SHORT TASK 1:
Answer these questions from the text on albums that artists made after a hit:
(a) In what year was Tusk by Fleetwood Mac released?
(b) What kind of music does the Arctic Monkeys album set its lyrics over?
(c) Who is quoted as saying "Sometimes you're too big to fail"?

....

HAD a hit? Enjoying the money and blowjobs, but feel it does not adequately reflect who you are as artists? Then record your next album in your own colon, like these: 

Blur by Blur, 1999

Made rich men by faux-Cockney anthems but beaten in the Britpop wars by Oasis, Blue felt they’d earned the right to tit about in a Reykjavik studio then release the aimless noodling and see what happened. The singles had tunes, but the rest of the formless jams made you yearn for the grating oompah posturing of Country House.

Tranquility Base Hotel & Casino by Arctic Monkeys, 2018

After a decade of beautifully observed kitchen-sink vignettes and success, Alex Turner was bored with it. As a nice change, his band recorded an entirely unrelatable album of mock-grandiose lyrics over a parody of 60s lounge jazz. Then, because that didn’t quite lose them all their fans, they did another one the same but worse. That did it.

Their Satanic Majesties Request by The Rolling Stones, 1967

They were the cooler, edgier Beatles, neck-and-neck for chart domination. Then the Stones threw it all away with an album of hippy twaddle containing all the studio wankery of British psychedelia but without any of the charming whimsy or the tunes. Thankfully the sensible influence of Bill Wyman prevailed thereafter, and they did what they were good at.

Adore by the Smashing Pumpkins, 1998

Never far from their arses at the best of times, Billy Corgan responded to becoming one of the biggest rock acts in the world with an album combining folk with electronica to capture both ‘the ancient’ and ‘the future’. Nobody really liked it and it confirmed his view he was a doomed, useless loser whose fans were braindead philistines, so everyone was happy.

Tusk by Fleetwood Mac, 1979

After recording Rumours, an album so popular your Gen Z cousin is vibing to it even now, the Mac naturally followed it up with a double-album of experimental weirdness including home demos and a marching band. After which, as is traditional, everyone f**ked off to do solo albums before reforming to do 80s soft rock for tax reasons.

Kid A by Radiohead, 2000

Desperate to shake off the trappings of commercial success, the boys released an idiosyncratic record full of cut-up vocals, free jazz, and entirely devoid of soul. Sadly, the attempt to slink back into obscurity backfired spectacularly when, with crushing inevitability, the public lapped it up. ‘Sometimes you’re too big to fail,’ sighed Thom Yorke.

....

SHORT TASK 2: Arrange the records from the first line through the line that contains "(328, 161), (351, 182)" as a two-column CSV with the columns request and answer, one row per request. Put each request's text and its answer in a single quoted field, replacing line breaks with spaces.

Records
....

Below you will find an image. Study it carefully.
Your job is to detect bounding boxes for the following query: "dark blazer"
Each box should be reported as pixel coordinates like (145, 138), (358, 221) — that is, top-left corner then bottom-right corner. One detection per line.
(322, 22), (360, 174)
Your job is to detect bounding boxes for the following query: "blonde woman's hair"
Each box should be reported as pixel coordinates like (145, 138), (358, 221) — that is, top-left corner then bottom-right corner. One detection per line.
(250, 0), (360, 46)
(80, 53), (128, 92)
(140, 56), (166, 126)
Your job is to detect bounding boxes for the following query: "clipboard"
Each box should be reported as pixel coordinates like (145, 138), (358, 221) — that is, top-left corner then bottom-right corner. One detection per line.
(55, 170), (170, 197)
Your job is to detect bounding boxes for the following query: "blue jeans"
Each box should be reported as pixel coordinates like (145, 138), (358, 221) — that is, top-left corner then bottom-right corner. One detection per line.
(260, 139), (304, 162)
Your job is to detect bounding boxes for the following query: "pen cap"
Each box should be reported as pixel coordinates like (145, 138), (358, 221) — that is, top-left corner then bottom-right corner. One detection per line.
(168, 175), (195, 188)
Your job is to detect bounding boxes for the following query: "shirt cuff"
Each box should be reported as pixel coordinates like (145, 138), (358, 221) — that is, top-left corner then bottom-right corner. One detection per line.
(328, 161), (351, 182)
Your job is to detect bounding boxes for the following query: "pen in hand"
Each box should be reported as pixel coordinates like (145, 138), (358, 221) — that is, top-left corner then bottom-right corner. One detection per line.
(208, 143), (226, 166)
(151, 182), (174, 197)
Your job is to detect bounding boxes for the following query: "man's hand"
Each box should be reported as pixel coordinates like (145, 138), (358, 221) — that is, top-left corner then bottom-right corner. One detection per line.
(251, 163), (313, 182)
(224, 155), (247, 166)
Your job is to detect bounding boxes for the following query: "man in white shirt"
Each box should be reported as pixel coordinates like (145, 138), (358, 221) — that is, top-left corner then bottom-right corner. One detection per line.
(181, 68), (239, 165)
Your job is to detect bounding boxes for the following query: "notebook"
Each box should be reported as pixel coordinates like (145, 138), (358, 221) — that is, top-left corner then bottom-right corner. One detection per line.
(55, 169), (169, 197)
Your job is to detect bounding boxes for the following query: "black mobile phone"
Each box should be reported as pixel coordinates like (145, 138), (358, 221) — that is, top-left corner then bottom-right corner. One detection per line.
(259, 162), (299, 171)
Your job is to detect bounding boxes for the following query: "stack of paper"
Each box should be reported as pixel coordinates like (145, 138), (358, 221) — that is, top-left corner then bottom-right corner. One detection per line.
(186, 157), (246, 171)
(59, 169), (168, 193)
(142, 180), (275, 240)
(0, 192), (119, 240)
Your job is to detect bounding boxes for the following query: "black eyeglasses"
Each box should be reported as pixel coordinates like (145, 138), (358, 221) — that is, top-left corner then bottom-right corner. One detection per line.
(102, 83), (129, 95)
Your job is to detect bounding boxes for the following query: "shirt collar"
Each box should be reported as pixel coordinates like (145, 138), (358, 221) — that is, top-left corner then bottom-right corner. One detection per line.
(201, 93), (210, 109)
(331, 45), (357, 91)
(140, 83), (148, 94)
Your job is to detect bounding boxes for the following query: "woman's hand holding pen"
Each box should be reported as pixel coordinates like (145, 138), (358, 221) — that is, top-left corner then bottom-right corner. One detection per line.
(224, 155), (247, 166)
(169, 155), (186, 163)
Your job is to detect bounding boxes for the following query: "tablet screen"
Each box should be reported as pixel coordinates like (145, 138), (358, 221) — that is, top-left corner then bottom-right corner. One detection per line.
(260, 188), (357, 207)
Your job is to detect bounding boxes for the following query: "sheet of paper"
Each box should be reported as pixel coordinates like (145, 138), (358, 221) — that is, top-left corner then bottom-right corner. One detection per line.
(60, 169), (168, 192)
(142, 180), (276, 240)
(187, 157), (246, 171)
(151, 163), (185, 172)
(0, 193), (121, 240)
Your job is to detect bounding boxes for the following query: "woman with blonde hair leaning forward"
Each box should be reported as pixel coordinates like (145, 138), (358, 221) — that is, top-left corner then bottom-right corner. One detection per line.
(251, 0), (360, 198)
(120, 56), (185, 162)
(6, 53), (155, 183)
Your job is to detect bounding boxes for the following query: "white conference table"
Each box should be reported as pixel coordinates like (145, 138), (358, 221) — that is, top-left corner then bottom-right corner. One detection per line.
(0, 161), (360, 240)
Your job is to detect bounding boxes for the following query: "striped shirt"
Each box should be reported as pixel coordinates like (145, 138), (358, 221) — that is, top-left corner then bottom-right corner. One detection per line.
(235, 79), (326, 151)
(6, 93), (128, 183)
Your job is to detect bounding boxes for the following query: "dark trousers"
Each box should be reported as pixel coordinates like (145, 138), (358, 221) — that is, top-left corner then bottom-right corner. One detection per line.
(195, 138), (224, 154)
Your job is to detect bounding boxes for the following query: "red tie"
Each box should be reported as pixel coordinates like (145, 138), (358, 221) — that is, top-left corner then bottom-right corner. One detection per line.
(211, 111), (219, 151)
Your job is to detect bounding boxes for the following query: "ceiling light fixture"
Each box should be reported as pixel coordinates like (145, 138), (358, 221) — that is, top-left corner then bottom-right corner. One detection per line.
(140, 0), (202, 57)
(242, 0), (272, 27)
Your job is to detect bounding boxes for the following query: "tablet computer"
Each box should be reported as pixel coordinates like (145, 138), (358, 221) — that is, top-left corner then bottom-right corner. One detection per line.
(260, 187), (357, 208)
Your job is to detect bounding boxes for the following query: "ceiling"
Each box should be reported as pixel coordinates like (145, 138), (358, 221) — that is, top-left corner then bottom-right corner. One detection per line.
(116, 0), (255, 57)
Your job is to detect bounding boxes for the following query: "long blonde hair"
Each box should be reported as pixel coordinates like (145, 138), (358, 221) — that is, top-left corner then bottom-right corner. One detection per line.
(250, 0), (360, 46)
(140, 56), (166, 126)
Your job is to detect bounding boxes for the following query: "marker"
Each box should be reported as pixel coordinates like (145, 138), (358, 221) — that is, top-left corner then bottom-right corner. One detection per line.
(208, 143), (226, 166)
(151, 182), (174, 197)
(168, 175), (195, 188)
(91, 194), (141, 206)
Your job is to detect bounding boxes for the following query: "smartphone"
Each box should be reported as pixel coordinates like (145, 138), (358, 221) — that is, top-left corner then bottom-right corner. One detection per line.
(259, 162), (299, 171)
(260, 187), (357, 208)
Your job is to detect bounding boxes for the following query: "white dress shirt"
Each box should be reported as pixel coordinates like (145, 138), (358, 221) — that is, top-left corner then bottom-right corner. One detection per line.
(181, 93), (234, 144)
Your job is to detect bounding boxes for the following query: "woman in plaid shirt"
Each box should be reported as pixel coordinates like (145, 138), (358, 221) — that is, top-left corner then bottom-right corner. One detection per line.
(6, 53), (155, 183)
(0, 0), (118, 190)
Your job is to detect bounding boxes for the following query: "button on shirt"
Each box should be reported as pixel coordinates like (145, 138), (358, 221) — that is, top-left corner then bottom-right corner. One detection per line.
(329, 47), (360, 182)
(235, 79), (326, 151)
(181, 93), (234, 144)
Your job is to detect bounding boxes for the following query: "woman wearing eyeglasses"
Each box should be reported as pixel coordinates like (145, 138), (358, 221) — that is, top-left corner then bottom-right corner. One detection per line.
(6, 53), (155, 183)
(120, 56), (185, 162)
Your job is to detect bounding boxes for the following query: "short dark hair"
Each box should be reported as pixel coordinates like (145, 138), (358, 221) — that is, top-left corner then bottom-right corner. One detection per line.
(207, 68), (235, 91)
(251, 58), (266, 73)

....

SOLUTION 1:
(a) 1979
(b) A parody of 60s lounge jazz
(c) Thom Yorke

SOLUTION 2:
request,answer
"Below you will find an image. Study it carefully. Your job is to detect bounding boxes for the following query: ""dark blazer"" Each box should be reported as pixel coordinates like (145, 138), (358, 221) — that is, top-left corner then bottom-right corner. One detection per line.","(322, 22), (360, 174)"
"Your job is to detect bounding boxes for the following query: ""blonde woman's hair"" Each box should be reported as pixel coordinates like (145, 138), (358, 221) — that is, top-left corner then bottom-right corner. One detection per line.","(250, 0), (360, 46) (80, 53), (128, 92) (140, 56), (166, 126)"
"Your job is to detect bounding boxes for the following query: ""clipboard"" Each box should be reported as pixel coordinates like (145, 138), (358, 221) — that is, top-left corner then bottom-right corner. One detection per line.","(55, 170), (170, 197)"
"Your job is to detect bounding boxes for the following query: ""blue jeans"" Each box should be reported as pixel coordinates like (145, 138), (358, 221) — that is, top-left corner then bottom-right corner. One detection per line.","(260, 139), (304, 162)"
"Your job is to detect bounding boxes for the following query: ""pen cap"" Each box should be reported as pixel coordinates like (145, 138), (358, 221) — that is, top-left corner then bottom-right corner. One detection per line.","(168, 175), (195, 188)"
"Your job is to detect bounding boxes for the following query: ""shirt cuff"" Each box should be reported as pixel coordinates like (145, 138), (358, 221) — that is, top-left corner then bottom-right corner. One detection per line.","(328, 161), (351, 182)"